# WHAT TO WORK ON
Reproduce verbatim all of the data given below, but do not carry over the images.

# INFORMATION PROVIDED

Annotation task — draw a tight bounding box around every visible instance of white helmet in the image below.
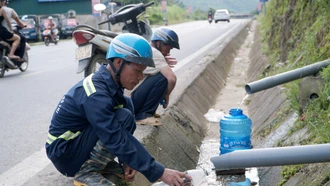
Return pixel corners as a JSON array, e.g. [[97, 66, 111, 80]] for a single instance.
[[48, 16, 53, 20]]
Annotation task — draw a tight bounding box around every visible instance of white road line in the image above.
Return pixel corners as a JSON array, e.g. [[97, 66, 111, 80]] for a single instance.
[[0, 148, 51, 186], [21, 70, 48, 77]]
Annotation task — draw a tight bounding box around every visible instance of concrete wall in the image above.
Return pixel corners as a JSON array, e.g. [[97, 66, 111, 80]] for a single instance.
[[132, 21, 252, 185]]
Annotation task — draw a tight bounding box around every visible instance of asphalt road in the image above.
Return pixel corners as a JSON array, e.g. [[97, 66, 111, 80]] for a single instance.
[[0, 19, 248, 186]]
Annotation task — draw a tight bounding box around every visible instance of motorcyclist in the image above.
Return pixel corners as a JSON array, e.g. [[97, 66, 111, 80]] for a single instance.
[[0, 0, 20, 60], [47, 16, 57, 41], [208, 10, 213, 19], [1, 0, 26, 62]]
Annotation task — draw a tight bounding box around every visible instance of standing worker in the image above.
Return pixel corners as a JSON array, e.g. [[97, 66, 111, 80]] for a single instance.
[[45, 33, 191, 186]]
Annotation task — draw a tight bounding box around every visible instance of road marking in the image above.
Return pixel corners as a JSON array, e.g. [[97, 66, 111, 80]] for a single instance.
[[0, 148, 51, 186], [21, 70, 48, 77]]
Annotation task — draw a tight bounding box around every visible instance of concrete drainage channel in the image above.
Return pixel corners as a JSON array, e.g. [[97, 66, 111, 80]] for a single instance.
[[132, 20, 252, 185]]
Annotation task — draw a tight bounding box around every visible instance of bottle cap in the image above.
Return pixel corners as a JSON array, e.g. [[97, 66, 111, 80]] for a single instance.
[[229, 108, 242, 116]]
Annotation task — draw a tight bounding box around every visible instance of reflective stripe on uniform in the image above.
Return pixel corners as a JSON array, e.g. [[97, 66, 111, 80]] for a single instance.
[[114, 105, 124, 110], [47, 130, 81, 145], [83, 74, 96, 97]]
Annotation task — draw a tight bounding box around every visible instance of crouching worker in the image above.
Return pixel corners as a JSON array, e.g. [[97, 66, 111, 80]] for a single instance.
[[45, 33, 191, 186], [129, 27, 180, 125]]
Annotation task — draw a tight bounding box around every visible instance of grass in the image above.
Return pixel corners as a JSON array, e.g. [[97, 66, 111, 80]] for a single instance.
[[279, 165, 305, 186], [257, 0, 330, 184]]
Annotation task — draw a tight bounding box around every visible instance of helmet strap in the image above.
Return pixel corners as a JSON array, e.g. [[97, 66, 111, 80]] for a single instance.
[[108, 59, 126, 88], [152, 40, 164, 51]]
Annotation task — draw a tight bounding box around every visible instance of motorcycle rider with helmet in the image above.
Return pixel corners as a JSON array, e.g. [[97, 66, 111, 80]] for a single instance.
[[47, 16, 57, 41], [127, 27, 180, 125], [207, 9, 213, 23], [45, 33, 191, 186]]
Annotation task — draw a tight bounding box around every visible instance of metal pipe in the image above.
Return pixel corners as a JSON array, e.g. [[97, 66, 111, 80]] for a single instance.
[[245, 59, 330, 94], [210, 144, 330, 170]]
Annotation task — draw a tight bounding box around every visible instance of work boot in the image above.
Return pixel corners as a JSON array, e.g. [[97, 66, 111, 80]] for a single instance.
[[74, 140, 124, 186], [101, 161, 131, 186], [74, 172, 115, 186]]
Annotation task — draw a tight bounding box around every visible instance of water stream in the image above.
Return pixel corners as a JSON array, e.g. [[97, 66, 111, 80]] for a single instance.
[[196, 21, 259, 185], [200, 109, 259, 186]]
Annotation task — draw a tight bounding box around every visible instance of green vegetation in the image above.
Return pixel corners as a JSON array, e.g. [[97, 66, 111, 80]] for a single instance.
[[258, 0, 330, 184], [279, 165, 305, 186], [145, 4, 191, 25], [139, 0, 259, 25], [139, 1, 210, 25], [259, 0, 330, 142]]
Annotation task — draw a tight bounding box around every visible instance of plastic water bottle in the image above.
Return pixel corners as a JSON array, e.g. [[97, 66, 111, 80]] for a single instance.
[[229, 178, 251, 186], [220, 108, 252, 155]]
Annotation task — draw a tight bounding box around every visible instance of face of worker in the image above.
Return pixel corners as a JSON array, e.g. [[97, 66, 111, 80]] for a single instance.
[[120, 62, 146, 90], [157, 41, 173, 56]]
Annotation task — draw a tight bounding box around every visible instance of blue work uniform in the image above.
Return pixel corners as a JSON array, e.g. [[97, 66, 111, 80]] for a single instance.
[[45, 65, 164, 182]]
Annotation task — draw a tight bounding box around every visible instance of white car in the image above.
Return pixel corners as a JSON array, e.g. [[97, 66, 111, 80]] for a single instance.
[[214, 9, 230, 23]]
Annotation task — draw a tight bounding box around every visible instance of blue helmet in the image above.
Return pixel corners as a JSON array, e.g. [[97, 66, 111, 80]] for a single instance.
[[106, 33, 155, 67], [151, 27, 180, 50]]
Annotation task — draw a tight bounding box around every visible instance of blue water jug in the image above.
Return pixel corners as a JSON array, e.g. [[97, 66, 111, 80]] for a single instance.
[[229, 178, 251, 186], [220, 108, 252, 155]]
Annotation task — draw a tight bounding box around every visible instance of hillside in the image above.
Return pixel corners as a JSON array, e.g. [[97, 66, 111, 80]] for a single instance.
[[255, 0, 330, 185], [179, 0, 259, 13]]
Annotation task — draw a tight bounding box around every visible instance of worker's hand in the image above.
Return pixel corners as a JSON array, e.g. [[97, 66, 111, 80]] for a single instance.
[[165, 55, 177, 68], [123, 163, 136, 182], [159, 168, 192, 186]]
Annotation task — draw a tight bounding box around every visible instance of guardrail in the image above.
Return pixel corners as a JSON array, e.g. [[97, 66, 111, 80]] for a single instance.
[[230, 14, 253, 19]]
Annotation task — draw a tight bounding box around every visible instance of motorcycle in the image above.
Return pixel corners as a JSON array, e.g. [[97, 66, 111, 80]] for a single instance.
[[43, 27, 59, 46], [208, 15, 212, 24], [0, 26, 30, 78], [72, 1, 154, 77]]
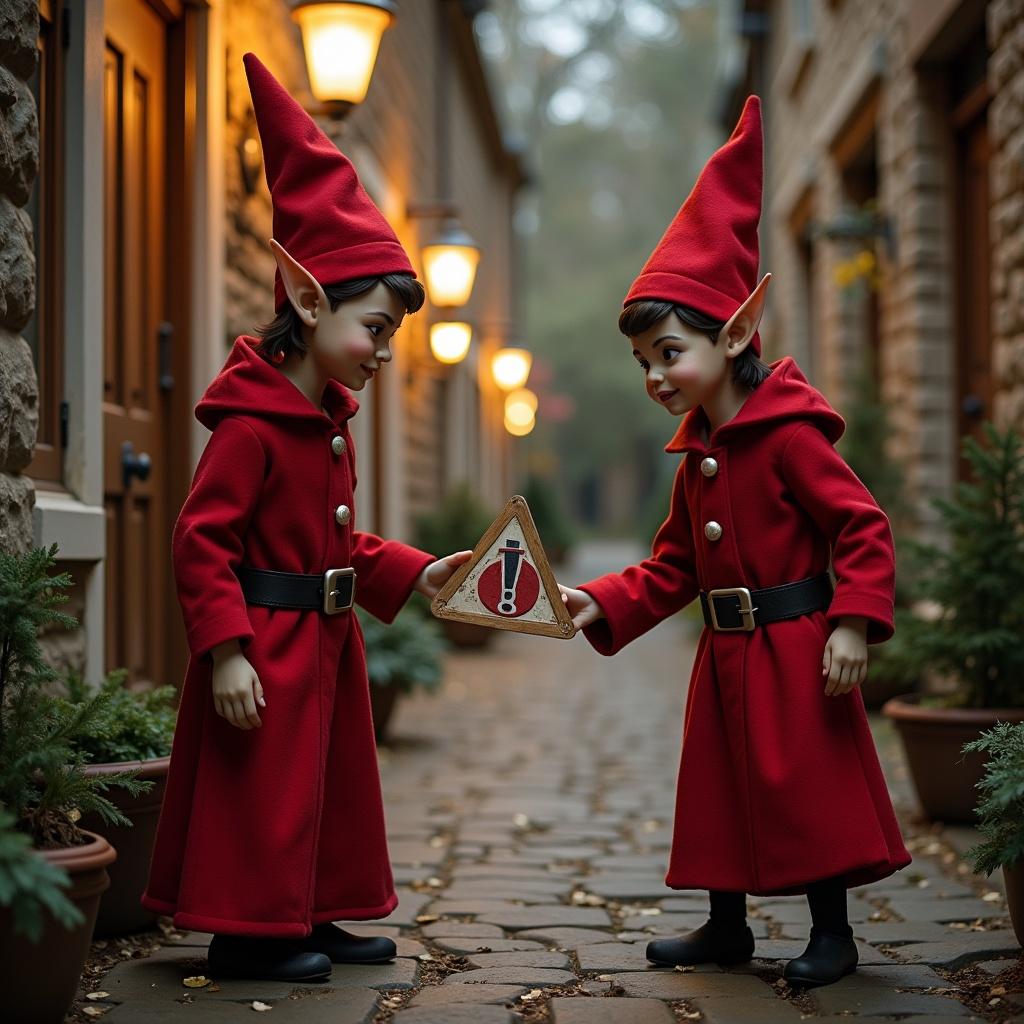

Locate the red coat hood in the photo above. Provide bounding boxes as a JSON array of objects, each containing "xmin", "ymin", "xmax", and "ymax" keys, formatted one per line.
[
  {"xmin": 195, "ymin": 336, "xmax": 359, "ymax": 431},
  {"xmin": 665, "ymin": 356, "xmax": 845, "ymax": 454}
]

# RESULT OF THE EXERCISE
Annotation task — draw a tight bounding box around every visible instance of white helmet in the image below.
Return pixel corners as a JSON array, e.g. [[97, 66, 111, 80]] for a single instance.
[[48, 16, 53, 20]]
Annotation task — draw a tight bounding box around every visible instance of white road line in the image above.
Return pixel corners as a JSON array, e.g. [[97, 66, 111, 80]] for a single instance.
[[0, 148, 51, 186], [21, 70, 48, 77]]
Annotation task — draw a tight bounding box around every visible instance of concrete wall in the image above.
Return pixel corners as a JSON array, e.g. [[97, 66, 111, 80]] for a single instance.
[[132, 21, 252, 185]]
Annotation task — draw a tight bounding box around every visible instance of asphalt road in the image above.
Return pixel corners as a JSON array, e.g. [[97, 66, 111, 80]] for a single instance.
[[0, 19, 248, 186]]
Annotation task — draw a tight bounding box around every visible instance of motorcyclist in the image above.
Return pixel corners as a JSON array, e.g. [[97, 66, 111, 80]] for a single instance.
[[0, 0, 20, 60], [47, 16, 57, 41], [208, 10, 213, 19], [1, 0, 26, 62]]
Annotation task — draw a tight bounding box around every visible instance of standing worker in the image above.
Return pixel corners as a JSON array, e.g. [[97, 66, 111, 80]] for a single instance.
[[45, 33, 191, 186]]
Annotation task — draw a tight bounding box around every visible instance of road marking in the image above.
Return pixel corners as a JSON array, e.g. [[97, 66, 111, 80]] for a single instance.
[[0, 148, 51, 186], [21, 70, 48, 77]]
Annotation task — draw a tight bounding box around every visible instance of concrete drainage channel in the image above.
Return pixel corners as a JSON array, e.g. [[97, 66, 111, 80]] for a single instance.
[[132, 20, 252, 185]]
Annotation task — draw a tight bounding box around every visible instance of bottle cap in the image above.
Return pixel corners as a JSON array, e.g. [[97, 66, 111, 80]] for a single instance.
[[229, 108, 242, 116]]
Annotation task — draw a tight bounding box around every visible instance of reflective stripe on uniform in the image above.
Return pixel corners as a JSON array, e.g. [[97, 66, 111, 80]] for a single instance.
[[114, 105, 124, 110], [47, 130, 81, 145], [83, 74, 96, 97]]
Annotation task — draw a tight bounding box around every visible instance of crouching worker in the image above.
Return pixel corners as a JSON array, e.g. [[97, 66, 111, 80]] for a single instance.
[[45, 33, 191, 186], [129, 27, 180, 125]]
Annotation task — draw a tight bounding box around every visible instance of grass in the image above.
Return pixel corners as a JSON array, e.g. [[97, 66, 111, 80]] for a single instance.
[[279, 165, 305, 186], [257, 0, 330, 184]]
Annotation task — draw a tight bounding box around every visible instance of helmet strap in the image above.
Return pixel corners as a JSON array, e.g. [[97, 66, 111, 80]] for a single instance.
[[108, 59, 126, 88], [152, 40, 164, 51]]
Annotation task — draw a tight bounding box around every visible instance of motorcycle rider with helmet in the image above.
Return pixel corners as a JSON array, e.g. [[97, 66, 111, 80]] for a single instance.
[[47, 16, 57, 41], [127, 27, 180, 125], [207, 9, 213, 23], [45, 33, 191, 186]]
Annotation task — draw a tight bounding box around every visible instance of metal pipe in the image above.
Return pixel corners as a JSON array, e.g. [[97, 66, 111, 80]] for a single instance.
[[245, 59, 330, 94], [210, 144, 330, 170]]
Annotation task — draw a tight bounding box around every visible instance of work boot in the image above.
Return pixel corners as a JSON array, e.g. [[97, 66, 111, 80]] for a single instance.
[[74, 140, 124, 186], [101, 161, 131, 186], [74, 172, 115, 186]]
Annotation task — draw a tight bounding box around every visible instance of water stream in the image above.
Return pixel corners as a JSON array, e.g. [[97, 66, 111, 80]] for a single instance.
[[196, 21, 259, 185], [200, 109, 259, 186]]
Annotation task — draw a tight bounding box around every visible instance of green vegetation in the image above.
Return pixel corners as a JSON array, e.g. [[97, 66, 111, 80]] for a single instance.
[[258, 0, 330, 184], [279, 165, 305, 186], [145, 4, 191, 25], [139, 0, 259, 25], [139, 1, 210, 25], [259, 0, 330, 142]]
Annotation task — draw a tight bounding box around every visible instance of plastic water bottle in the image above.
Return pixel corners as a JSON array, e.g. [[97, 66, 111, 80]] for a single instance.
[[229, 178, 251, 186], [220, 108, 252, 155]]
Annotation task — draw a tight bounding box around every visible instance of face of worker in the image above.
Return pixel corners as a JSON array, e.g. [[97, 66, 111, 80]] for a single instance.
[[120, 62, 146, 90], [157, 41, 173, 56]]
Annotation task — draw a tight bounding box around every visible instance of blue work uniform in the image above.
Return pixel corners as a JSON array, e.g. [[97, 66, 111, 80]] for a single instance.
[[45, 65, 164, 182]]
Annotation task — draw a tight bounding box around every visible instance of white car in the image above.
Return pixel corners as a JSON array, e.g. [[97, 66, 111, 80]] for a single instance.
[[214, 9, 230, 23]]
Annotation task — draw a tight bounding box around every visible instance of blue helmet in the image above.
Return pixel corners as a JSON array, e.g. [[97, 66, 111, 80]] for a single instance.
[[106, 33, 155, 67], [151, 27, 180, 50]]
Annotation task — draw a tight bounding box around every visible instance of blue water jug in the image above.
Return pixel corners as a JSON array, e.g. [[97, 66, 111, 80]] for a single instance.
[[229, 178, 251, 186], [220, 108, 252, 155]]
Annotation task — draw a tight bounding box around every visible instance of hillside in the image above.
Return pixel corners as a JSON array, e.g. [[97, 66, 111, 80]] for a single instance.
[[255, 0, 330, 185], [179, 0, 259, 13]]
Annotation task — draw a tight bounding box around every visible instance of worker's hand in the image above.
Return pixel corners as a JSON array, e.g. [[97, 66, 111, 80]] for a single instance.
[[165, 55, 177, 68], [123, 163, 136, 182], [159, 168, 192, 186]]
Annotation task — draw a tight bounding box around every visible instance of guardrail in the image above.
Return pixel corners as a JSON array, e.g. [[97, 66, 111, 80]] for a single instance.
[[230, 14, 253, 19]]
Annotation task — draw a tight bounding box around every visible instance of motorcycle in the image above.
Return pixel corners as a JSON array, e.g. [[97, 66, 111, 80]] for a single instance.
[[43, 27, 59, 46], [208, 15, 212, 24], [0, 26, 30, 78], [72, 1, 154, 77]]

Locate the red coat hood in the photo above. Provide bounding boxes as a JSON array of objects, each containing "xmin", "ymin", "xmax", and "ymax" keys, formatted one per line.
[
  {"xmin": 195, "ymin": 336, "xmax": 359, "ymax": 431},
  {"xmin": 665, "ymin": 356, "xmax": 845, "ymax": 454}
]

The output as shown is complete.